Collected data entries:
========
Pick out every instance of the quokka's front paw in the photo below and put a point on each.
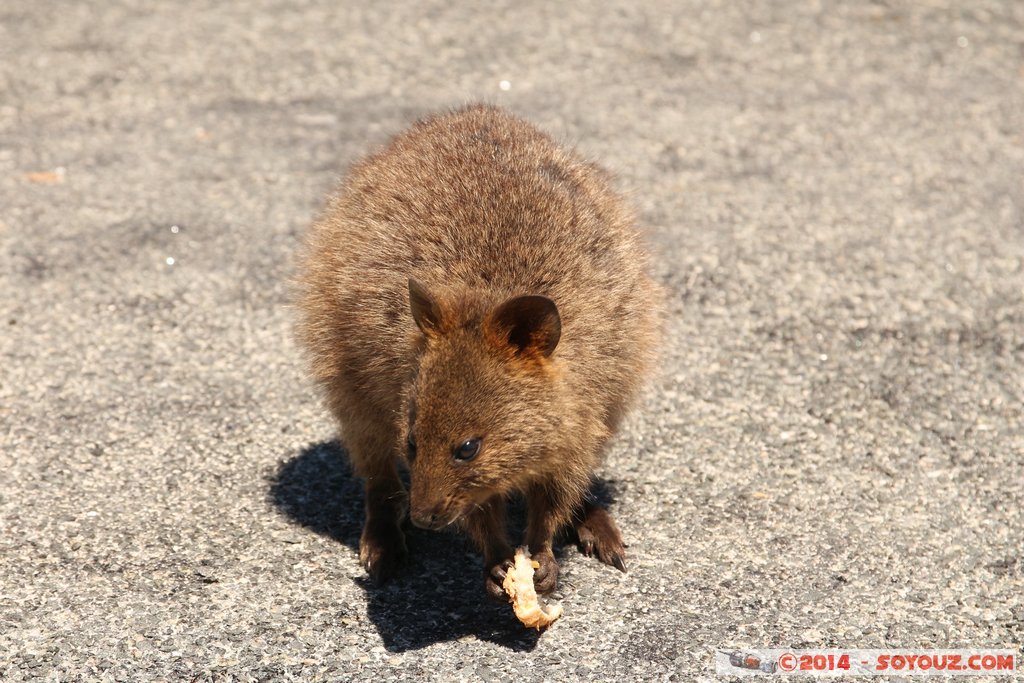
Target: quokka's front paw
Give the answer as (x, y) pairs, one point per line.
(494, 578)
(382, 551)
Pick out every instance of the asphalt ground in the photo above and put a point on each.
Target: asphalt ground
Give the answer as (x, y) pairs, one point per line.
(830, 456)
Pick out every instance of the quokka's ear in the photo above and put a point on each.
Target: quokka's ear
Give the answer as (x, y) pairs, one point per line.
(426, 311)
(528, 325)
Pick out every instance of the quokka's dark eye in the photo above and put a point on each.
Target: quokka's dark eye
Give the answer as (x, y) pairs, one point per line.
(467, 450)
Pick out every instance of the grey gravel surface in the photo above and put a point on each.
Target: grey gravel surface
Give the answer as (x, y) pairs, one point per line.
(833, 454)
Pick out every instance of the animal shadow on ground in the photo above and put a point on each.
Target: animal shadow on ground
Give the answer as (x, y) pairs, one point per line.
(439, 596)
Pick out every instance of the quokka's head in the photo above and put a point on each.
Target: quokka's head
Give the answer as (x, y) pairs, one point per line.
(482, 414)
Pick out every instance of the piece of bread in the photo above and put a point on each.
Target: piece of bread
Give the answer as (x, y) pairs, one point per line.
(519, 586)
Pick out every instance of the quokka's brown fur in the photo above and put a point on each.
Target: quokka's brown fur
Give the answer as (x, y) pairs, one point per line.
(475, 281)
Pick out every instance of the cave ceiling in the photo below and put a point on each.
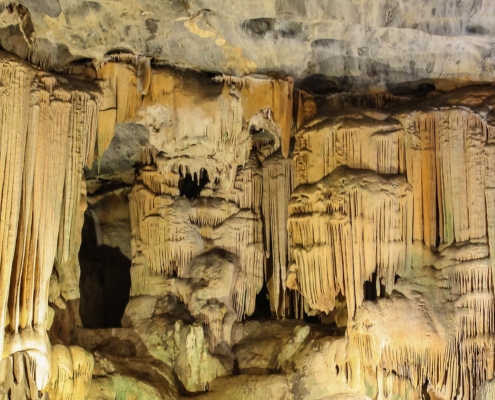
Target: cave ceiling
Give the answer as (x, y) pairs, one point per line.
(351, 45)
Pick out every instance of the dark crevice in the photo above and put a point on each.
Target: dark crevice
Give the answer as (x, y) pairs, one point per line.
(262, 309)
(105, 280)
(190, 186)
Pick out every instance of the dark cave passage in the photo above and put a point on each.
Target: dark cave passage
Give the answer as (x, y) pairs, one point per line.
(105, 280)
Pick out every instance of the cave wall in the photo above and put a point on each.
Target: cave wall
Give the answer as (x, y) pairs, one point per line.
(145, 207)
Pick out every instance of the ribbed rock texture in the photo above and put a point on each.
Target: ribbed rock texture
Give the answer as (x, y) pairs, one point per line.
(255, 232)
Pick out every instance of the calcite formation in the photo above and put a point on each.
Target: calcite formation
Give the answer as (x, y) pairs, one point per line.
(231, 200)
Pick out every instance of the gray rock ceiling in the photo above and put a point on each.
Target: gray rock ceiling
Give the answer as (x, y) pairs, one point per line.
(356, 45)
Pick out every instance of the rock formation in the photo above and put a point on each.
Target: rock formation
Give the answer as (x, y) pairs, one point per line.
(289, 201)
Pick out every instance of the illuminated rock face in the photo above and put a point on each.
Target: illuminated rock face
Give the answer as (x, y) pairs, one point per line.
(405, 196)
(168, 233)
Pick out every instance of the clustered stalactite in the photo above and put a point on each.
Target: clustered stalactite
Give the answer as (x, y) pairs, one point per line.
(221, 204)
(395, 195)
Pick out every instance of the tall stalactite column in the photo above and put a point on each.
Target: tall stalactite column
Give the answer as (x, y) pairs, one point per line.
(47, 133)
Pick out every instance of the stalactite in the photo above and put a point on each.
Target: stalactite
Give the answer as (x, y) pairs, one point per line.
(242, 235)
(48, 130)
(278, 184)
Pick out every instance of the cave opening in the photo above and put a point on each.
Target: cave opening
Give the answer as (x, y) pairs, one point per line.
(191, 186)
(105, 280)
(262, 308)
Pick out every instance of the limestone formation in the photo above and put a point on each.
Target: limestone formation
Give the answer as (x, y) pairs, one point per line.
(285, 200)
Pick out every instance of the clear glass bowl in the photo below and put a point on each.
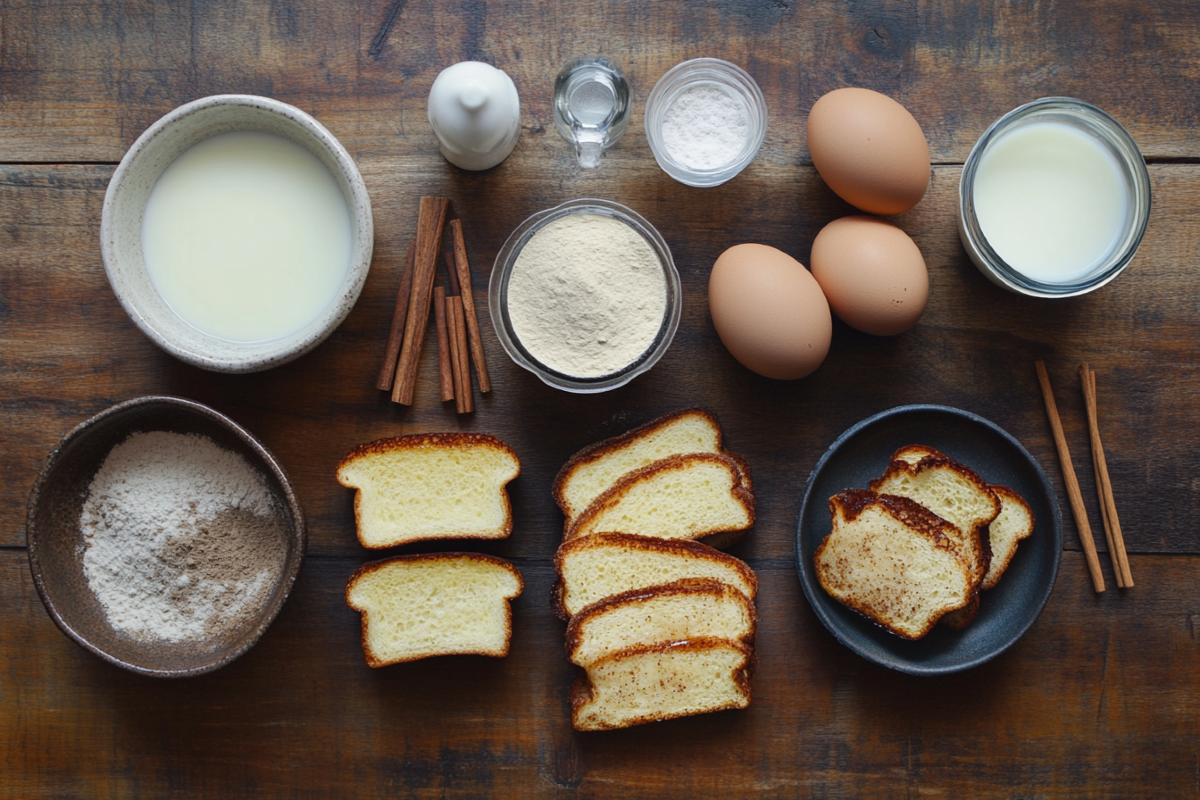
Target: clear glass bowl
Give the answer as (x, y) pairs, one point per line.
(1120, 144)
(498, 300)
(696, 72)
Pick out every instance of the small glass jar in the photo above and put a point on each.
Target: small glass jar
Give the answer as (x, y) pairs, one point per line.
(1099, 127)
(498, 296)
(695, 73)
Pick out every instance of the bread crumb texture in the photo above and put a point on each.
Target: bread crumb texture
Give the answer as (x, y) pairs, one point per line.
(420, 606)
(604, 565)
(431, 486)
(682, 497)
(592, 470)
(891, 560)
(677, 612)
(649, 684)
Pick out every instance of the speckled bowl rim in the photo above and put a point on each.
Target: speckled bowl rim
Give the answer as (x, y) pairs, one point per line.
(289, 347)
(299, 540)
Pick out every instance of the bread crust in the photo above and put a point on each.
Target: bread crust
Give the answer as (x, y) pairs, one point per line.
(976, 537)
(717, 537)
(430, 440)
(681, 547)
(694, 587)
(1008, 495)
(601, 449)
(417, 558)
(583, 691)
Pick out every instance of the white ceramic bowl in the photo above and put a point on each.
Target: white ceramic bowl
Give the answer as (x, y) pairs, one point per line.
(697, 72)
(120, 228)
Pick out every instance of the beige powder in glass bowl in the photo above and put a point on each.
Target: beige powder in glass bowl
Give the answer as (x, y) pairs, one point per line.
(586, 295)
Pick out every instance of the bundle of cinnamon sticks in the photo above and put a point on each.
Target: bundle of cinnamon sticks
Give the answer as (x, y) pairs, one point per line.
(456, 323)
(1104, 487)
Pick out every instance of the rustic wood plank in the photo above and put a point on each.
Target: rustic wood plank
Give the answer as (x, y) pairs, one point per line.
(71, 352)
(1101, 698)
(81, 82)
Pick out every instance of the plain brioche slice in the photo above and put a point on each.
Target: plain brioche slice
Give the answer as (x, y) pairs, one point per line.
(893, 561)
(954, 493)
(430, 486)
(695, 495)
(603, 565)
(647, 684)
(594, 469)
(676, 612)
(435, 605)
(1014, 523)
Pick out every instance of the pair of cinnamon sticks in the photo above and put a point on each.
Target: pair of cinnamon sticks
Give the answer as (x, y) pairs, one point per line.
(1108, 505)
(457, 326)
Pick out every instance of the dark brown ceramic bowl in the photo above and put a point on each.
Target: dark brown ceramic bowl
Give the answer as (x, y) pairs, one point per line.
(55, 541)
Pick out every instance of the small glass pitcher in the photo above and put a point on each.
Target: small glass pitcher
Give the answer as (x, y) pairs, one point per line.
(591, 107)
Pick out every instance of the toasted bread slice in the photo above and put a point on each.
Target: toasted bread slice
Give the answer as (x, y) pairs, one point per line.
(695, 495)
(1014, 523)
(647, 684)
(594, 469)
(603, 565)
(676, 612)
(893, 561)
(954, 493)
(435, 605)
(430, 486)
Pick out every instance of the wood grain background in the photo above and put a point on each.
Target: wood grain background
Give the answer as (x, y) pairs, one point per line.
(1101, 698)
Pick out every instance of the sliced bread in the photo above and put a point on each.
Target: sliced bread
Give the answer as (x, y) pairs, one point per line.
(592, 470)
(430, 486)
(647, 684)
(594, 567)
(433, 605)
(1014, 523)
(954, 493)
(694, 495)
(893, 561)
(676, 612)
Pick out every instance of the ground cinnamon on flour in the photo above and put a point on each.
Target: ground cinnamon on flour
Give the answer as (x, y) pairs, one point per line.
(180, 540)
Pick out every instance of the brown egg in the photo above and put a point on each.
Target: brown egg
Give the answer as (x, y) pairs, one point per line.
(869, 149)
(769, 312)
(871, 274)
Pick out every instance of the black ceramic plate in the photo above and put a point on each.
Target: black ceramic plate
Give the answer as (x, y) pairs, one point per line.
(1006, 612)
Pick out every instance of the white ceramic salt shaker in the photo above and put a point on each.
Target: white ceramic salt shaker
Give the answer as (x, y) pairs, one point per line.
(475, 114)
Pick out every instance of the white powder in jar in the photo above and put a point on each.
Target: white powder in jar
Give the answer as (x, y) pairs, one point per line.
(179, 537)
(587, 295)
(706, 127)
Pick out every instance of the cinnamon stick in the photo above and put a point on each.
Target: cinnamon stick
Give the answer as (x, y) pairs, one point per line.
(439, 323)
(468, 302)
(462, 396)
(1104, 486)
(396, 334)
(430, 224)
(453, 271)
(1068, 474)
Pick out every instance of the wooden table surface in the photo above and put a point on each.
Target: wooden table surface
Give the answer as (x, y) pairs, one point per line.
(1099, 698)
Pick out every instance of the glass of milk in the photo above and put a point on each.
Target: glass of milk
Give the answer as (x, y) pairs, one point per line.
(1054, 199)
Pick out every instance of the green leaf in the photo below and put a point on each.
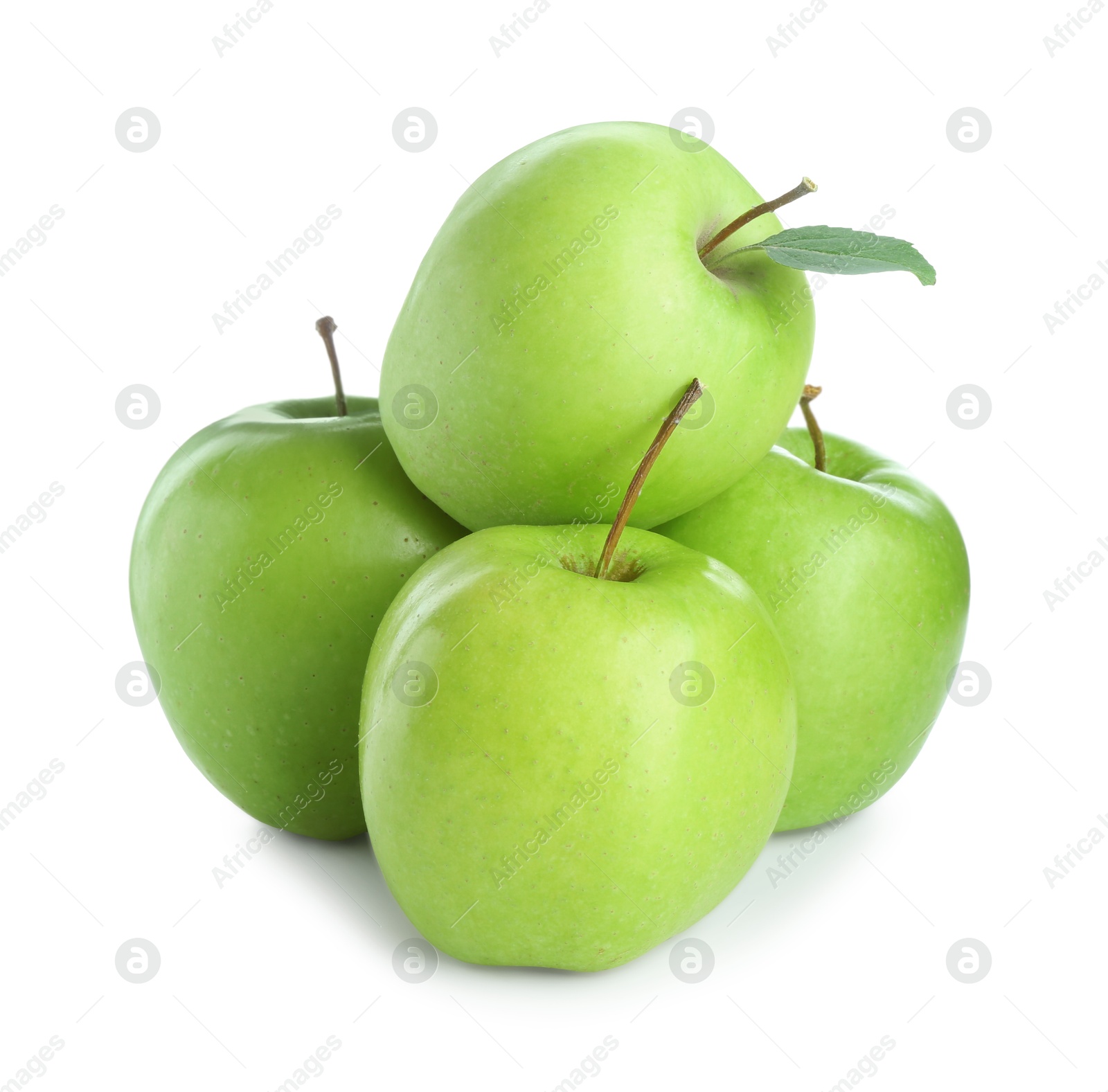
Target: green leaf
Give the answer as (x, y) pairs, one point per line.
(845, 251)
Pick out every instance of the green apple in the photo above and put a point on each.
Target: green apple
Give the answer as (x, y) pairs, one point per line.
(864, 574)
(563, 771)
(560, 306)
(264, 560)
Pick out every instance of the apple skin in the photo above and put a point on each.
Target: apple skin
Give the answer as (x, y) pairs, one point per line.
(552, 713)
(873, 620)
(263, 690)
(533, 417)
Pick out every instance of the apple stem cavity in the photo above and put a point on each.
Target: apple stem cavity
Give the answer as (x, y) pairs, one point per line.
(326, 328)
(692, 392)
(806, 186)
(814, 428)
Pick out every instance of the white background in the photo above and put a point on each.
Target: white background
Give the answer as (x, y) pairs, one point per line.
(298, 116)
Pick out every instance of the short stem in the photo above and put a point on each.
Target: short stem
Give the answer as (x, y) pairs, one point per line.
(695, 390)
(806, 186)
(814, 428)
(326, 328)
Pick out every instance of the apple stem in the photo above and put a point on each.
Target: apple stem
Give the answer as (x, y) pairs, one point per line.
(806, 186)
(694, 391)
(326, 328)
(814, 428)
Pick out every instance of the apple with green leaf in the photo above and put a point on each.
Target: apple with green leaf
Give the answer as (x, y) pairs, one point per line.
(561, 304)
(864, 573)
(575, 739)
(263, 562)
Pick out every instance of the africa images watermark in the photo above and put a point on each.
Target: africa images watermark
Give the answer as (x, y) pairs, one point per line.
(1065, 862)
(1065, 310)
(314, 514)
(35, 235)
(590, 1066)
(787, 33)
(589, 791)
(1080, 572)
(510, 33)
(36, 512)
(313, 1066)
(233, 33)
(524, 297)
(36, 790)
(1064, 33)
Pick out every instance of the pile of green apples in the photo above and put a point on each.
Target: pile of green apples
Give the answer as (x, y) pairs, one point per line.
(570, 619)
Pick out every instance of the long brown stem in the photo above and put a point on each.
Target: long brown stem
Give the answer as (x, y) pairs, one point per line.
(326, 328)
(694, 391)
(806, 186)
(814, 428)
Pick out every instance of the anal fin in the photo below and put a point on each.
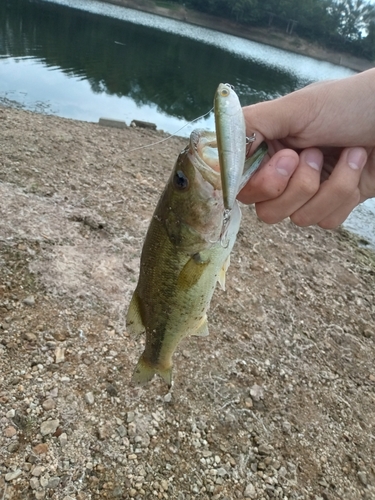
========
_Assigned task:_
Only the number is wanted: how many lines in the data include the string "sliced"?

_Output below:_
2